--- EXERCISE GOAL ---
Copy the listing below word for word, leaving out the pictures.

--- EXERCISE INPUT ---
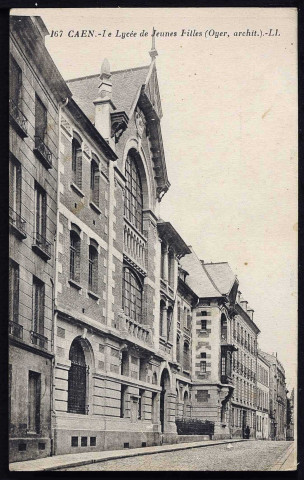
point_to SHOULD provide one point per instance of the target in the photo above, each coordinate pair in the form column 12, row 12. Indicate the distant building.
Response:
column 262, row 414
column 119, row 334
column 36, row 97
column 277, row 397
column 290, row 417
column 224, row 353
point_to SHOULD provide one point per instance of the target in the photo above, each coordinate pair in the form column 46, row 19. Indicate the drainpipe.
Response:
column 55, row 282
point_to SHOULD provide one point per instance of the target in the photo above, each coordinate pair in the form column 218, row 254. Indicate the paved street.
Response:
column 253, row 455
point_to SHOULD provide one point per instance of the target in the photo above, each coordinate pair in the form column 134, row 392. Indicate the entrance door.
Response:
column 77, row 379
column 165, row 384
column 244, row 422
column 162, row 409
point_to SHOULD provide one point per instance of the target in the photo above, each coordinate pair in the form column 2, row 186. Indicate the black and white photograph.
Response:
column 153, row 176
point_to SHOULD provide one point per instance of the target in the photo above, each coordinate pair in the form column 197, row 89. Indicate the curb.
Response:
column 282, row 459
column 80, row 462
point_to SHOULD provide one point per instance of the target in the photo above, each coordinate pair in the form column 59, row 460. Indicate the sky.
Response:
column 229, row 129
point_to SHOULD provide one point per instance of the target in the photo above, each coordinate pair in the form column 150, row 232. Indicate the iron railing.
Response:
column 39, row 339
column 19, row 119
column 16, row 330
column 43, row 152
column 42, row 244
column 17, row 222
column 193, row 426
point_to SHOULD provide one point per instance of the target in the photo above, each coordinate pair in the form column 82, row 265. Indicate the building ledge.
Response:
column 77, row 190
column 93, row 295
column 75, row 284
column 95, row 208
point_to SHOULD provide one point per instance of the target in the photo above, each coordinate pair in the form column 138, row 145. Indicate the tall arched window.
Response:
column 132, row 295
column 178, row 355
column 223, row 327
column 77, row 162
column 186, row 357
column 133, row 193
column 77, row 379
column 162, row 319
column 74, row 256
column 93, row 269
column 94, row 183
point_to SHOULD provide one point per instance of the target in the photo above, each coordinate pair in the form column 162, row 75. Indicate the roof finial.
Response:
column 105, row 69
column 153, row 52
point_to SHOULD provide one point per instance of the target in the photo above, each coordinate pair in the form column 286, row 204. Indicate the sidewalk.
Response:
column 287, row 461
column 75, row 460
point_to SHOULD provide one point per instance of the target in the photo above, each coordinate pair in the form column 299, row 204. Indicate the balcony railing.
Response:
column 18, row 119
column 43, row 152
column 39, row 340
column 135, row 329
column 42, row 246
column 135, row 246
column 18, row 223
column 16, row 330
column 226, row 379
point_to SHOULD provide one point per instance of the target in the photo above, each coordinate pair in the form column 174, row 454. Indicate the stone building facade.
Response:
column 223, row 333
column 35, row 100
column 262, row 414
column 277, row 397
column 117, row 329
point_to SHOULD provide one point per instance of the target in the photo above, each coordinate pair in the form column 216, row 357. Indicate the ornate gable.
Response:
column 150, row 104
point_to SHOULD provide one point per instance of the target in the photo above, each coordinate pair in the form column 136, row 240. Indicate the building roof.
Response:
column 125, row 87
column 198, row 280
column 221, row 275
column 272, row 359
column 168, row 232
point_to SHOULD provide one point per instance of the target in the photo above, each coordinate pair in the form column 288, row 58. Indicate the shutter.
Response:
column 79, row 168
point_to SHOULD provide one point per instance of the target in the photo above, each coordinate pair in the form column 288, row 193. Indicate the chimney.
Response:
column 244, row 304
column 104, row 105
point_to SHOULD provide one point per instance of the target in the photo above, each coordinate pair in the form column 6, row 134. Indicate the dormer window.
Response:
column 133, row 194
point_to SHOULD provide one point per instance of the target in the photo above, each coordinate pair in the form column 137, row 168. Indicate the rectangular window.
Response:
column 40, row 119
column 10, row 381
column 34, row 390
column 94, row 184
column 38, row 306
column 123, row 395
column 15, row 82
column 76, row 164
column 15, row 186
column 203, row 367
column 204, row 324
column 40, row 214
column 202, row 396
column 140, row 404
column 13, row 292
column 223, row 365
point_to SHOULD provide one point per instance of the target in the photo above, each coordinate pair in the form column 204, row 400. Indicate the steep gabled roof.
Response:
column 198, row 280
column 222, row 275
column 126, row 85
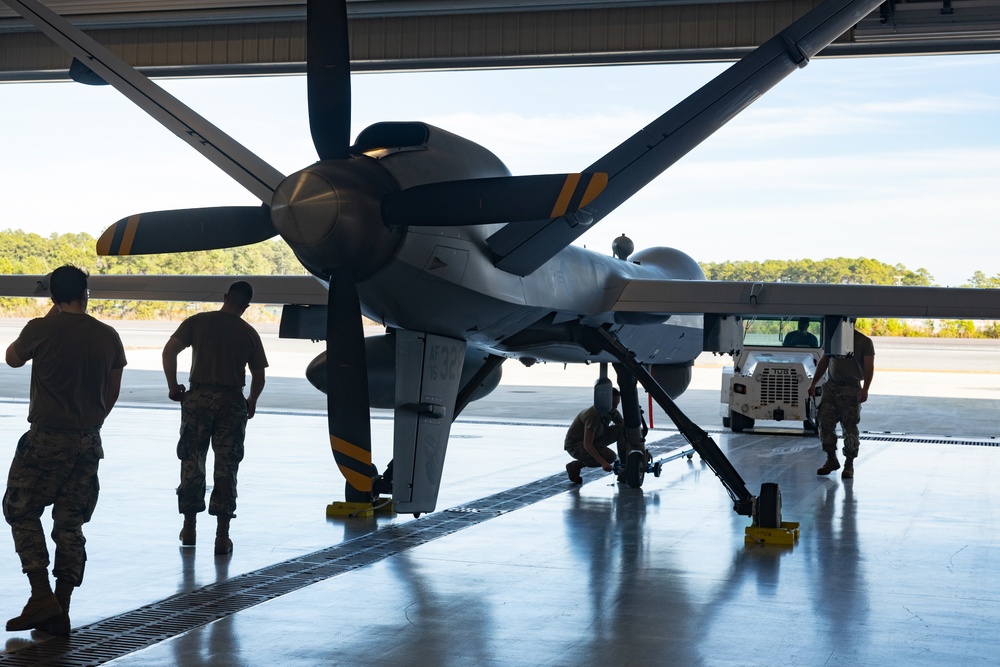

--- RESPONSE TO THIS EXERCISE ---
point_to SHOULD provide one point per instance of the target in the photo above, each coordinate pair in the form column 12, row 12. Indicate the distant building.
Response:
column 262, row 414
column 119, row 334
column 36, row 97
column 277, row 397
column 290, row 417
column 224, row 353
point_to SHOULD provide one point per instance of the target in the photo above, each coordinate pair in the form column 46, row 19. Indicate the drainpipe.
Response:
column 55, row 282
point_to SHOULD provide one point per instance of the target in the photo above, each coordinate pair in the form column 218, row 254. Indicate the paved street.
Response:
column 253, row 455
point_to SHOULD provide one point per instance of the target in the photo above, each coordinate pair in the form column 134, row 392. Indicate the entrance door.
Response:
column 77, row 379
column 165, row 384
column 244, row 422
column 162, row 409
point_to SHOULD provide one point per instance of the target in the photo above, each coordinate pair in the form column 2, row 186. Indicate the black and white photograph.
Response:
column 153, row 176
point_to SHOULD provide one point per instance of the target in the photo above, each coordinate pair in the form column 197, row 89. Indicate the curb.
Response:
column 282, row 459
column 80, row 462
point_to SHOULD provide one point per instance of the target in the photo above, each coordinate pair in the form column 59, row 460. Indicate the sky.
Response:
column 229, row 129
point_to SHOULD provide one point per instance of the target in the photo above, each coordinate pair in the form column 150, row 232. Indicate the iron railing.
Response:
column 39, row 339
column 19, row 119
column 16, row 330
column 43, row 152
column 42, row 244
column 17, row 222
column 193, row 426
point_to SHOULD provide one point per instance of the target in the photo above, each coordinate pair in the form column 82, row 265. Indicate the building ledge.
Response:
column 77, row 190
column 93, row 295
column 75, row 284
column 95, row 208
point_to SHOULD provide one point per instance of the target in the photo above, each coordinate pair in the form column 138, row 145. Indicate the tall arched window.
Response:
column 132, row 295
column 178, row 355
column 223, row 327
column 77, row 162
column 186, row 357
column 133, row 193
column 77, row 379
column 162, row 319
column 74, row 256
column 93, row 269
column 94, row 183
point_to SHOULD provide one point per instance of the target in the photo above, each coordinate pair in the form column 162, row 75. Indicate the roof finial.
Response:
column 105, row 69
column 153, row 52
point_to SHOULD provide one point per instance of the target in the photo above, each coordinate pair in the form column 286, row 204. Indicate the sidewalk.
Response:
column 287, row 461
column 75, row 460
point_to SHOULD provide one point per instance of the target in the photo above, each coordinate pair in the form column 299, row 204. Indicate the balcony railing.
Response:
column 18, row 119
column 43, row 152
column 39, row 340
column 135, row 329
column 42, row 246
column 135, row 246
column 18, row 223
column 16, row 330
column 226, row 379
point_to SHOULD provide one point per instance of the target in the photo above, each coordinate pair in the form column 174, row 454. Indicate the stone building facade.
Response:
column 223, row 333
column 35, row 100
column 262, row 414
column 277, row 397
column 117, row 329
point_to SHOULD provide one point per instance of the target in the photo above, each coordinate pair in the form column 216, row 357. Indicate the ornate gable.
Response:
column 150, row 104
point_to SHOULD provide one point per instance of the target in the photo above, each coordinate pair in the form column 136, row 240. Indicate the building roof.
Response:
column 125, row 87
column 198, row 280
column 221, row 275
column 272, row 359
column 168, row 232
point_to SHOULD provide one point per instance of the target in the photo above, each coordinate pair in the form column 288, row 58. Indicate the shutter.
Response:
column 79, row 168
point_to SHOULD provide one point per instance of the target in the photo above, each coordinate pair in the form column 288, row 193. Indicate the chimney.
Response:
column 244, row 304
column 104, row 105
point_to SHOULD provide one point per instance of the target in the photo above, each coordinate pair in the form column 6, row 134. Indicate the dormer window.
Response:
column 133, row 194
point_to SHOULD provide one point per instance of the target in the photo above, each coordinate pair in the form column 137, row 168. Indicate the rectangular window.
Response:
column 40, row 119
column 10, row 381
column 34, row 390
column 94, row 184
column 38, row 306
column 123, row 395
column 15, row 82
column 76, row 164
column 15, row 186
column 203, row 367
column 204, row 324
column 40, row 214
column 202, row 396
column 140, row 404
column 13, row 292
column 223, row 365
point_to SHOULD provide one point per instance of the target in the photo above, each coordinate pair in the form column 204, row 400. Indicate the steep gabled roof.
Response:
column 198, row 280
column 222, row 275
column 126, row 85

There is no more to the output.